■ **MATERIAL SHOWN**
☆ ☆ ☆ ☆ ☆
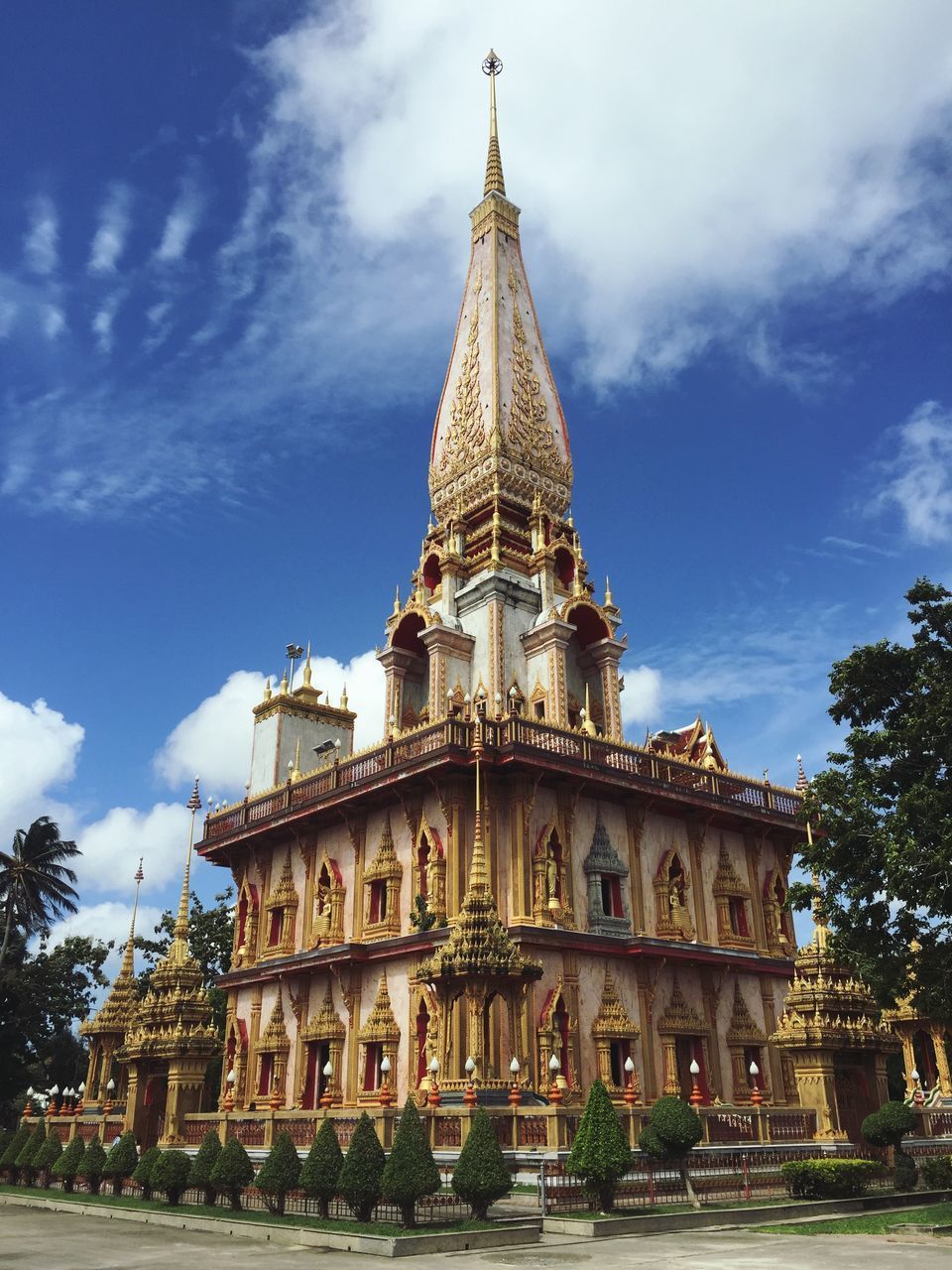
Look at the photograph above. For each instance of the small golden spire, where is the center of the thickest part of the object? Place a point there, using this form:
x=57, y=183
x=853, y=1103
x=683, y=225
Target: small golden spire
x=494, y=182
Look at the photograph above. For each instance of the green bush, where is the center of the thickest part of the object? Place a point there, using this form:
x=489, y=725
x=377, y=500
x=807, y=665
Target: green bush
x=171, y=1175
x=232, y=1171
x=91, y=1165
x=829, y=1179
x=143, y=1173
x=278, y=1174
x=411, y=1171
x=481, y=1175
x=121, y=1161
x=671, y=1133
x=8, y=1161
x=68, y=1164
x=202, y=1166
x=937, y=1173
x=320, y=1175
x=46, y=1157
x=362, y=1171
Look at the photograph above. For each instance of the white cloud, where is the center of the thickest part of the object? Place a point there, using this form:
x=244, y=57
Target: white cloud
x=916, y=480
x=39, y=752
x=109, y=239
x=40, y=245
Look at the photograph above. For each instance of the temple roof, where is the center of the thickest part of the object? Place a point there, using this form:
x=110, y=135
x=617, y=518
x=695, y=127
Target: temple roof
x=499, y=416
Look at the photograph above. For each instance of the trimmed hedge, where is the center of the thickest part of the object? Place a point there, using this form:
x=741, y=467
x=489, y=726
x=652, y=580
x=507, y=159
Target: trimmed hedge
x=830, y=1179
x=320, y=1175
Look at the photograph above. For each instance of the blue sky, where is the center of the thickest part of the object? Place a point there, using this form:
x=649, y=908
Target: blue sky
x=231, y=246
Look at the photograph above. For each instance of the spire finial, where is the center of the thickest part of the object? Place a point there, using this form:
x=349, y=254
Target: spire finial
x=494, y=182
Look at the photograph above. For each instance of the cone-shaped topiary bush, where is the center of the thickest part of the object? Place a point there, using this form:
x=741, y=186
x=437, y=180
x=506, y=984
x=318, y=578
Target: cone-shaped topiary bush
x=887, y=1128
x=143, y=1173
x=90, y=1169
x=481, y=1174
x=320, y=1175
x=671, y=1132
x=31, y=1150
x=232, y=1171
x=202, y=1166
x=278, y=1174
x=411, y=1171
x=362, y=1170
x=70, y=1162
x=46, y=1157
x=171, y=1175
x=8, y=1161
x=121, y=1161
x=601, y=1153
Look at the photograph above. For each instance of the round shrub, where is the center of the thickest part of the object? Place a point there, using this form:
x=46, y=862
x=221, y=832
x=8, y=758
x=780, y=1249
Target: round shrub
x=232, y=1171
x=362, y=1171
x=481, y=1175
x=278, y=1174
x=171, y=1175
x=320, y=1175
x=68, y=1164
x=202, y=1165
x=90, y=1169
x=121, y=1161
x=143, y=1173
x=411, y=1173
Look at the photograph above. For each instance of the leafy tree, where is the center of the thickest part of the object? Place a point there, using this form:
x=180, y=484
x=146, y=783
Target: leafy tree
x=481, y=1175
x=90, y=1169
x=887, y=1128
x=671, y=1132
x=411, y=1171
x=70, y=1162
x=362, y=1171
x=278, y=1174
x=202, y=1165
x=36, y=887
x=143, y=1173
x=169, y=1174
x=601, y=1153
x=885, y=808
x=121, y=1161
x=320, y=1175
x=232, y=1171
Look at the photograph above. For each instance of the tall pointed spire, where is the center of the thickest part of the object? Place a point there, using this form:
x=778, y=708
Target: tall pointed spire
x=495, y=182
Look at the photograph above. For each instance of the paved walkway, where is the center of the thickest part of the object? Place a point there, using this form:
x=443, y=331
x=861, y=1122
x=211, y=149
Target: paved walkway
x=39, y=1239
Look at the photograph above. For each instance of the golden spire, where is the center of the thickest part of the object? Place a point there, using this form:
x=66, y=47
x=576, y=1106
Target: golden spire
x=494, y=182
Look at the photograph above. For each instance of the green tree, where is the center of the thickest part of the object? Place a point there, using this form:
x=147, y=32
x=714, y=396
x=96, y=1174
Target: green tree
x=885, y=810
x=36, y=887
x=143, y=1173
x=411, y=1171
x=671, y=1133
x=121, y=1161
x=232, y=1171
x=169, y=1174
x=887, y=1128
x=278, y=1174
x=68, y=1164
x=202, y=1165
x=481, y=1175
x=320, y=1175
x=601, y=1153
x=362, y=1171
x=90, y=1167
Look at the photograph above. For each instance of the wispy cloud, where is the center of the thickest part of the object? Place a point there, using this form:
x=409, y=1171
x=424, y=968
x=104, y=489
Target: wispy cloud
x=41, y=243
x=111, y=235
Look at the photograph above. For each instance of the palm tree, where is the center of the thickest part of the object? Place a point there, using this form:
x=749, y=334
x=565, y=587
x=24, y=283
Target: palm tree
x=35, y=883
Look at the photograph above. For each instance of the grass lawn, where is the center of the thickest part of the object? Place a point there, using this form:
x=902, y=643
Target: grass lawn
x=312, y=1223
x=870, y=1223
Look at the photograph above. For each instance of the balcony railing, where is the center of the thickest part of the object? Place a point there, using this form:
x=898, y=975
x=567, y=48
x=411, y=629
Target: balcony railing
☆ ☆ ☆ ☆ ☆
■ **AIM**
Render every line of the rows above as a Markdown table with the columns Number and Line, skipping blank lines. Leave the pictures out of the table.

■ **RESULT**
| Number | Line |
|---|---|
| 1 | Look at the photograph above. For each instance of the small golden spire, where is the center of the thickest part of the object? Place a point there, using this form: |
| 2 | x=57, y=183 |
| 3 | x=853, y=1103 |
| 4 | x=683, y=225 |
| 5 | Target: small golden spire |
| 6 | x=494, y=182 |
| 7 | Look at the photograph above. For each instance of the green bush, where is the center of the thickest part of the object? Place a point there, using this form: |
| 8 | x=489, y=725 |
| 9 | x=377, y=500 |
| 10 | x=807, y=665 |
| 11 | Target: green bush |
| 12 | x=171, y=1175 |
| 13 | x=232, y=1171 |
| 14 | x=91, y=1165 |
| 15 | x=829, y=1179 |
| 16 | x=143, y=1173 |
| 17 | x=278, y=1174 |
| 18 | x=411, y=1171 |
| 19 | x=481, y=1175 |
| 20 | x=121, y=1161 |
| 21 | x=671, y=1133 |
| 22 | x=8, y=1161 |
| 23 | x=68, y=1164 |
| 24 | x=202, y=1166 |
| 25 | x=937, y=1173 |
| 26 | x=320, y=1175 |
| 27 | x=46, y=1157 |
| 28 | x=362, y=1171 |
| 29 | Look at the photograph above. For each instance of the white cloud, where is the center of the thickest part of the object? Place a point there, using this form: |
| 30 | x=244, y=57 |
| 31 | Target: white cloud |
| 32 | x=916, y=480 |
| 33 | x=39, y=752 |
| 34 | x=109, y=239 |
| 35 | x=40, y=245 |
| 36 | Look at the photograph above. For each instance of the temple roof, where is the center of the thickest part of the object? Place a point there, using this form: |
| 37 | x=110, y=135 |
| 38 | x=617, y=518 |
| 39 | x=695, y=127 |
| 40 | Target: temple roof |
| 41 | x=499, y=416 |
| 42 | Look at the photograph above. For each instance of the trimmed hedge, where is the center of the thickest part of the object? Place a point there, using this form: |
| 43 | x=741, y=467 |
| 44 | x=489, y=726 |
| 45 | x=652, y=580 |
| 46 | x=507, y=159 |
| 47 | Target: trimmed hedge |
| 48 | x=830, y=1179 |
| 49 | x=320, y=1175 |
| 50 | Look at the photograph above. For each instance of the blue sky, where is the center of the thickest part of the object? Place a point there, using this form: |
| 51 | x=649, y=908 |
| 52 | Target: blue sky |
| 53 | x=231, y=246 |
| 54 | Look at the photograph above. For each instance of the spire finial, where is the center of the thickest part of the object? Place a point there, using this form: |
| 55 | x=349, y=254 |
| 56 | Target: spire finial |
| 57 | x=494, y=182 |
| 58 | Look at the photograph above. For each instance of the cone-shaped topiary bush, where is the center of the thickest part of the object? Place a point there, using this form: |
| 59 | x=741, y=186 |
| 60 | x=437, y=180 |
| 61 | x=506, y=984 |
| 62 | x=318, y=578 |
| 63 | Target: cone-shaped topiary bush |
| 64 | x=887, y=1128 |
| 65 | x=143, y=1173 |
| 66 | x=90, y=1169 |
| 67 | x=481, y=1174 |
| 68 | x=320, y=1175 |
| 69 | x=671, y=1132 |
| 70 | x=31, y=1150 |
| 71 | x=232, y=1171 |
| 72 | x=202, y=1166 |
| 73 | x=278, y=1174 |
| 74 | x=411, y=1171 |
| 75 | x=362, y=1170 |
| 76 | x=70, y=1162 |
| 77 | x=46, y=1157 |
| 78 | x=171, y=1175 |
| 79 | x=8, y=1161 |
| 80 | x=121, y=1161 |
| 81 | x=601, y=1153 |
| 82 | Look at the photograph above. For each instance of the round shrub, where is the center of the thickest part of the object? Place a point there, using this form: |
| 83 | x=46, y=862 |
| 84 | x=221, y=832 |
| 85 | x=8, y=758 |
| 86 | x=780, y=1249 |
| 87 | Target: round shrub |
| 88 | x=232, y=1171 |
| 89 | x=362, y=1171 |
| 90 | x=481, y=1175 |
| 91 | x=278, y=1174 |
| 92 | x=171, y=1175 |
| 93 | x=320, y=1175 |
| 94 | x=68, y=1164 |
| 95 | x=202, y=1165 |
| 96 | x=90, y=1169 |
| 97 | x=121, y=1161 |
| 98 | x=143, y=1173 |
| 99 | x=411, y=1173 |
| 100 | Look at the photograph above. For each instance of the leafy tree, where is the center of the thickest part of the object? Place a point there, using this form: |
| 101 | x=180, y=484 |
| 102 | x=146, y=783 |
| 103 | Target: leafy tree |
| 104 | x=481, y=1175 |
| 105 | x=90, y=1169 |
| 106 | x=887, y=1128 |
| 107 | x=671, y=1132 |
| 108 | x=411, y=1171 |
| 109 | x=70, y=1162 |
| 110 | x=362, y=1171 |
| 111 | x=278, y=1174 |
| 112 | x=202, y=1165 |
| 113 | x=36, y=887 |
| 114 | x=143, y=1173 |
| 115 | x=169, y=1174 |
| 116 | x=601, y=1153 |
| 117 | x=885, y=808 |
| 118 | x=121, y=1161 |
| 119 | x=320, y=1175 |
| 120 | x=232, y=1171 |
| 121 | Look at the photograph above. For each instance of the tall pointed spire, where is the center of the thickest part of the object? Place a point there, using this form: |
| 122 | x=778, y=708 |
| 123 | Target: tall pointed spire |
| 124 | x=495, y=182 |
| 125 | Look at the photograph above. For each instance of the paved walkway, where is the center of the thickest part of the object? Place a point there, using this form: |
| 126 | x=443, y=331 |
| 127 | x=861, y=1122 |
| 128 | x=211, y=149 |
| 129 | Target: paved walkway |
| 130 | x=39, y=1239 |
| 131 | Look at the photograph above. For each instance of the golden spire, where is the center of the thickest part of the object? Place a point there, using this form: |
| 132 | x=66, y=47 |
| 133 | x=576, y=1106 |
| 134 | Target: golden spire |
| 135 | x=494, y=182 |
| 136 | Look at the photograph above. For each instance of the green tree, where is the center of the thickest part of the object? Place a point there, using this form: |
| 137 | x=147, y=32 |
| 138 | x=714, y=396 |
| 139 | x=96, y=1174 |
| 140 | Target: green tree |
| 141 | x=885, y=810 |
| 142 | x=36, y=887 |
| 143 | x=143, y=1173 |
| 144 | x=411, y=1171 |
| 145 | x=671, y=1133 |
| 146 | x=121, y=1161 |
| 147 | x=232, y=1171 |
| 148 | x=169, y=1174 |
| 149 | x=887, y=1128 |
| 150 | x=278, y=1174 |
| 151 | x=68, y=1164 |
| 152 | x=202, y=1165 |
| 153 | x=481, y=1175 |
| 154 | x=320, y=1175 |
| 155 | x=601, y=1153 |
| 156 | x=362, y=1171 |
| 157 | x=90, y=1167 |
| 158 | Look at the photograph above. For each instance of the wispy cloud, where is the center of the thickest part of the object? Place a point there, using this form: |
| 159 | x=409, y=1171 |
| 160 | x=424, y=968 |
| 161 | x=104, y=489 |
| 162 | Target: wispy cloud |
| 163 | x=41, y=243 |
| 164 | x=111, y=235 |
| 165 | Look at the photograph above. For each instance of the palm tree, where is the center of the thickest part of the object? Place a point there, using this form: |
| 166 | x=749, y=334 |
| 167 | x=565, y=587 |
| 168 | x=24, y=283 |
| 169 | Target: palm tree |
| 170 | x=35, y=883 |
| 171 | Look at the photograph above. For each instance of the grass lawn, where is the center of the thickest part of the object? Place a point there, using this form: |
| 172 | x=902, y=643 |
| 173 | Target: grass lawn |
| 174 | x=312, y=1223 |
| 175 | x=870, y=1223 |
| 176 | Look at the photograph above. For each instance of the balcony railing, where is the center of the thickest part of the object? Place a point there, using this form: |
| 177 | x=898, y=975 |
| 178 | x=567, y=48 |
| 179 | x=411, y=629 |
| 180 | Target: balcony railing |